* [Quoted text]
'''
The world is still celebrating the Paris Agreement on Climate Change, the main outcome of the 21st Conference of the Parties of the United Nations Framework Convention on Climate Change. Its ambitions are unprecedented: not only has the world committed to limit the increase of temperature to “well below 2°C above pre-industrial levels,” it has also agreed to pursue efforts to “limit the temperature increase to 1.5 °C.”

This achievement should be celebrated, especially by Small Island Development States (SIDS), a 41-nation group—nearly half of them in the Caribbean—that has been advocating for increased ambition on climate change for nearly a quarter century.

SIDS are even more vulnerable to climate change impacts — and risk losing more. Global warming has very high associated damages and costs to families, communities and entire countries, including their Gross Domestic Product (GDP) according to the Intergovernmental Panel on Climate Change.

What does this mean for the Caribbean? Climate change is recognized as one of the most serious challenges to the Caribbean. With the likelihood that climate change will exacerbate the frequency and intensity of the yearly hurricane season, comprehensive measures are needed to protect at-risk communities.

Moreover, scenarios based on moderate curbing of greenhouse gas emissions reveal that surface temperature would increase between 1.2 and 2.3 °C across the Caribbean in this century. In turn, rainfall is expected to decrease about 5 to 6 per cent. As a result, it will be the only insular region in the world to experience a decrease in water availability in the future.

The combined impact of higher temperatures and less water would likely result in longer dry periods and increased frequency of droughts, which threaten agriculture, livelihoods, sanitation and ecosystems.

Perhaps the most dangerous hazard is sea level rise. The sea level may rise up to 0.6 meters in the Caribbean by the end of the century, according to the Intergovernmental Panel on Climate Change. This could actually flood low-lying areas, posing huge threats, particularly to the smallest islands, and impacting human settlements and infrastructure in coastal zones. It also poses serious threats to tourism, a crucial sector for Caribbean economies: up to 60 per cent of current resorts lie around the coast and these would be greatly damaged by sea level increase.

Sea level rise also risks saline water penetrating into freshwater aquifers, threatening crucial water resources for agriculture, tourism and human consumption, unless expensive treatments operations are put into place.

In light of these prospects, adapting to climate change becomes an urgent necessity for SIDS—including in the Caribbean. It is therefore not surprising that all Caribbean countries have submitted a section on adaptation within their Intended Nationally Determined Contributions (INDCs), which are the voluntary commitments that pave the way for the implementation of the Paris Agreement.

In their INDCs, Caribbean countries overwhelmingly highlight the conservation of water resources and the protection of coastal areas as their main worries. Most of them also consider adaptation initiatives in the economic and productive sectors, mainly agriculture, fisheries, tourism and forestry.

The United Nations Development Programme (UNDP) has been supporting Caribbean countries in their adaptation efforts for many years now, through environmental, energy-related and risk reduction projects, among others.
'''
* [Exercise details]
Continue the article on climate change and the Caribbean from its last sentence.

* [Raw data]
'''
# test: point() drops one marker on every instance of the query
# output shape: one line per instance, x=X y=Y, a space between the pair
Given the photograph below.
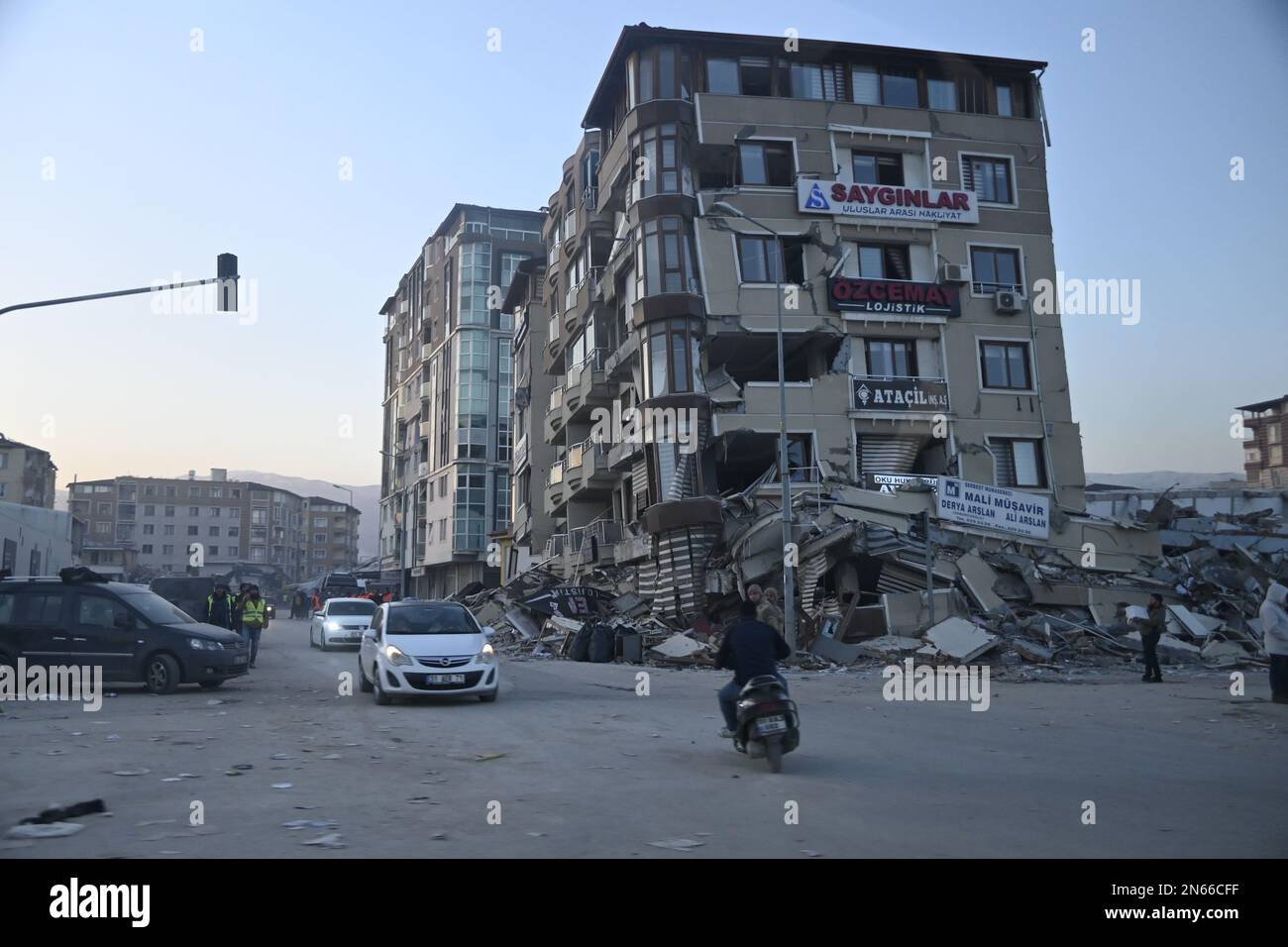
'''
* [Final result]
This week we launched a new partnership with the Government of Japan, the US$15 million Japan-Caribbean Climate Change Partnership (J-CCCP), in line with the Paris Agreement on Climate Change. The initiative will be implemented in eight Caribbean countries: Belize, Dominica, Grenada, Guyana, Jamaica, Saint Lucia, Saint Vincent and the Grenadines, Suriname, benefitting an estimated 200,000 women and men in 50 communities.

It will set out a roadmap to mitigate and adapt to climate change, in line with countries’ long-term strategies, helping put in practice Caribbean countries’ actions and policies to reduce greenhouse as emissions and adapt to climate change. It will also boost access to sustainable energy and help reduce fossil fuel imports and dependence, setting the region on a low-emission development path, while addressing critical balance of payments constraints.

When considering adaptation measures to the different impacts of climate change there are multiple options. Some rely on infrastructure, such as dikes to control sea level rise, but this can be particularly expensive for SIDS, where the ratio of coastal area to land mass is very high.

In this context, ecosystem-based adaptation activities are much more cost-effective, and, in countries with diverse developmental priorities and where financial resources are limited, they become an attractive alternative. This means healthy, well-functioning ecosystems to boost natural resilience to the adverse impacts of climate change, reducing people’s vulnerabilities as well.

UNDP, in partnership with national and local governments in the Caribbean, has been championing ecosystem-based adaptation and risk reduction with very rewarding results.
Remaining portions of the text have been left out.